▶ _TEXT SHOWN_:

☆ ☆ ☆ ☆ ☆ ☆ ☆

Google is stealing your traffic, and most bloggers do not even realize it. Rich snippets now display answers directly in search results, which means fewer people click through to your site. In this episode, Mark explains what is happening with Google search traffic trends and gives you five strategies for adapting your content to maintain and grow your organic traffic.
What You'll Learn in This Episode
- How Google's rich snippets are reducing click-through rates to websites
- Why traffic matters as the lifeblood of blogs and online businesses
- Five practical strategies for creating content that still drives clicks from search
- How blog commenting can build authority and generate targeted traffic
Episode Summary
Mark explains a major shift in how Google displays search results. Google is now borrowing content from websites and displaying it directly as rich snippets at the top of search results. In the past, people would see a list of links and click through to read the answer on your site. Now, Google often displays the answer right on the search page, which means the searcher never needs to visit your website.
This is a real problem because traffic is the lifeblood of blogs and online businesses. Without traffic, you cannot monetize. So what do you do about it?
Mark offers five strategies:
1. Keep creating quality content. Even when a rich snippet is present, Google still places a link to your article. You can still capture traffic, even if it is less than it used to be. Some traffic is better than no traffic, and being the source Google chooses for the snippet has its own authority benefits.

☆ ☆ ☆ ☆ ☆ ☆ ☆

▶ _INFORMATION PROVIDED_:
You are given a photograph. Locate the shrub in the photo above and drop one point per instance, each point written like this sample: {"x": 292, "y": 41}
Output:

☆ ☆ ☆ ☆ ☆ ☆ ☆

▶ _TO-DO LIST_:
1. Print the passage of the episode notes from "This is a real" up to and including "own authority benefits.".
2. In the episode notes, list each point given under the heading "What You'll Learn in This Episode".

▶ _TASK RESULTS_:
1.
This is a real problem because traffic is the lifeblood of blogs and online businesses. Without traffic, you cannot monetize. So what do you do about it?
Mark offers five strategies:
1. Keep creating quality content. Even when a rich snippet is present, Google still places a link to your article. You can still capture traffic, even if it is less than it used to be. Some traffic is better than no traffic, and being the source Google chooses for the snippet has its own authority benefits.

2.
- How Google's rich snippets are reducing click-through rates to websites
- Why traffic matters as the lifeblood of blogs and online businesses
- Five practical strategies for creating content that still drives clicks from search
- How blog commenting can build authority and generate targeted traffic